> Provided text

+-------+

Alessandro Ferrara (born 1953 in Trieste) is an Italian philosopher, Professor Emeritus of Political Philosophy at the University of Rome Tor Vergata and former President of the Italian Association for Political Philosophy. He is currently Adjunct Professor of Legal Theory at Luiss Guido Carli University in Rome.

Contents

Studies

Ferrara graduated in philosophy in Italy (1975) and later, as a Harkness Fellow, received his Ph.D. from the University of California, Berkeley (1984). He conducted post-doctoral research in Munich and Frankfurt with Jürgen Habermas as a Von Humboldt Fellow and then at Berkeley again (1989), leading to the publication of his first book, Modernity and Authenticity.

Academic life

Ferrara served as assistant professor in sociology at the University of Rome “La Sapienza” between 1984 and 1998, then associate professor in sociology at the University of Parma between 1998 and 2002. Between 2002 and 2023 Ferrara has been professor of political philosophy, and is presently professor emeritus, at the University of Rome Tor Vergata.

Since 1991, Ferrara has been a co-director of the yearly conference Philosophy and Social Science, initially held within the Interuniversity Centre of Dubrovnik, but since 1993 relocated to Prague, under the auspices of the Institute of Philosophy of the Czech Academy of Science.

In 1990, he co-founded the Seminario di Teoria Critica (Italy), and up to 2019 he served as a co-director. He also serves on the Advisory Board of the Association Reset – Dialogues of Civilizations.

Ferrara is co-editor (with David Rasmussen) of the series Philosophy and Politics – Critical Explorations (Springer), and editorial consultant for a number of journals including Constellations, Philosophy & Social Criticism, Krisis, Balsa de la Medusa, Studies in Social & Political Thought, Berlin Journal of Critical Theory, and Symposion: Theoretical and Applied Inquiries in Philosophy and Social Sciences.

+-------+

> Data extract
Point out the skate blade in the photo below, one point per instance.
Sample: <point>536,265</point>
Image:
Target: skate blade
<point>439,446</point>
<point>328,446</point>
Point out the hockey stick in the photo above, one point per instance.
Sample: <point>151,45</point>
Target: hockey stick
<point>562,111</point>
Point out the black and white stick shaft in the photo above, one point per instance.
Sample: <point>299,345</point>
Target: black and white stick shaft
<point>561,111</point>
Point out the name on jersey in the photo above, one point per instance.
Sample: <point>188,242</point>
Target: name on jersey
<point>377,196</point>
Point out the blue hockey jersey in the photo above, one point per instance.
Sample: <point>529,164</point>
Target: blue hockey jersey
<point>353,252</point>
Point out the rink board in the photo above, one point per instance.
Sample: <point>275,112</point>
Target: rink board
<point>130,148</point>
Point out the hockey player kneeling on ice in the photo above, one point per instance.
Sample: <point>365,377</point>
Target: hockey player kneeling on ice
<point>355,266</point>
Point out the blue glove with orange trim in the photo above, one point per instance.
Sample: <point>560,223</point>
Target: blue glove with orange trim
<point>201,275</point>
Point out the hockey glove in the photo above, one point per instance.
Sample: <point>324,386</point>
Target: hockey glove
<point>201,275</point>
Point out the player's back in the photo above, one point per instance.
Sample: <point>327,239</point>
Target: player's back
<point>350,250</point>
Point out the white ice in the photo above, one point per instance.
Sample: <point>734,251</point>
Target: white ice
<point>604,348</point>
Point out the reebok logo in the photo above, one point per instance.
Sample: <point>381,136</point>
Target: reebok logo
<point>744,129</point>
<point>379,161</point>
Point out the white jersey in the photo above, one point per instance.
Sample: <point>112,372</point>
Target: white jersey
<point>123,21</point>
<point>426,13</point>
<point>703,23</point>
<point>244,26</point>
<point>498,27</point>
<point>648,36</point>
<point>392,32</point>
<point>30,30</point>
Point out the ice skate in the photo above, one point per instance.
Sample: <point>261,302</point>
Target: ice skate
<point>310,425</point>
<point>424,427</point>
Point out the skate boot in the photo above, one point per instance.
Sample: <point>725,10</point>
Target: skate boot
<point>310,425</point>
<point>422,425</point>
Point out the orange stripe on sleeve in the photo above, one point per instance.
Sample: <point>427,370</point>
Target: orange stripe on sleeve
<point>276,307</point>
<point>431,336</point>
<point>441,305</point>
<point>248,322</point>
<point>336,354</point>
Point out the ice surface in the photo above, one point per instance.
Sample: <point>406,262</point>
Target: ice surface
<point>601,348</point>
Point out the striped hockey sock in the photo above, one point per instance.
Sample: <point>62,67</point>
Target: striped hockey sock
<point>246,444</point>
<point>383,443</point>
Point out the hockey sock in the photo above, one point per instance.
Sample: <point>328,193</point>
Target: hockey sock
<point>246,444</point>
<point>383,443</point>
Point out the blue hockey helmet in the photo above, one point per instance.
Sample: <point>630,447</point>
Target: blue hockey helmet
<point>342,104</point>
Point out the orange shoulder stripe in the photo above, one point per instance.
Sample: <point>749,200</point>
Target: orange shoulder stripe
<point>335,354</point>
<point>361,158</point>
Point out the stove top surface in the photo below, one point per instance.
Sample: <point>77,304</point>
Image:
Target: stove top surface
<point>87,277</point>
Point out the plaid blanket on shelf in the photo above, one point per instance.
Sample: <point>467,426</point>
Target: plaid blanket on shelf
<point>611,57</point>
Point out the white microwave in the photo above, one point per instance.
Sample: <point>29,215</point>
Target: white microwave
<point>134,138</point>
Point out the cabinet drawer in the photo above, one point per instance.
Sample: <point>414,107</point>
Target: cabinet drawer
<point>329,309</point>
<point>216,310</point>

+-------+

> Exercise objective
Copy the Alessandro Ferrara biography verbatim, reproducing every line from the opening sentence through the list of journals.

> Solution
Alessandro Ferrara (born 1953 in Trieste) is an Italian philosopher, Professor Emeritus of Political Philosophy at the University of Rome Tor Vergata and former President of the Italian Association for Political Philosophy. He is currently Adjunct Professor of Legal Theory at Luiss Guido Carli University in Rome.

Contents

Studies

Ferrara graduated in philosophy in Italy (1975) and later, as a Harkness Fellow, received his Ph.D. from the University of California, Berkeley (1984). He conducted post-doctoral research in Munich and Frankfurt with Jürgen Habermas as a Von Humboldt Fellow and then at Berkeley again (1989), leading to the publication of his first book, Modernity and Authenticity.

Academic life

Ferrara served as assistant professor in sociology at the University of Rome “La Sapienza” between 1984 and 1998, then associate professor in sociology at the University of Parma between 1998 and 2002. Between 2002 and 2023 Ferrara has been professor of political philosophy, and is presently professor emeritus, at the University of Rome Tor Vergata.

Since 1991, Ferrara has been a co-director of the yearly conference Philosophy and Social Science, initially held within the Interuniversity Centre of Dubrovnik, but since 1993 relocated to Prague, under the auspices of the Institute of Philosophy of the Czech Academy of Science.

In 1990, he co-founded the Seminario di Teoria Critica (Italy), and up to 2019 he served as a co-director. He also serves on the Advisory Board of the Association Reset – Dialogues of Civilizations.

Ferrara is co-editor (with David Rasmussen) of the series Philosophy and Politics – Critical Explorations (Springer), and editorial consultant for a number of journals including Constellations, Philosophy & Social Criticism, Krisis, Balsa de la Medusa, Studies in Social & Political Thought, Berlin Journal of Critical Theory, and Symposion: Theoretical and Applied Inquiries in Philosophy and Social Sciences.